## Start INFORMATION PROVIDED
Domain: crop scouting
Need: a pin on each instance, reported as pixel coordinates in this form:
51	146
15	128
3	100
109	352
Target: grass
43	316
## End INFORMATION PROVIDED
DO THIS
Rewrite the lines of all the items above as a JSON list of strings, one string per line, and leave out any blank lines.

COMPLETE ANSWER
[
  "Domain: crop scouting",
  "Need: a pin on each instance, reported as pixel coordinates in this form:",
  "51\t146",
  "15\t128",
  "3\t100",
  "109\t352",
  "Target: grass",
  "43\t316"
]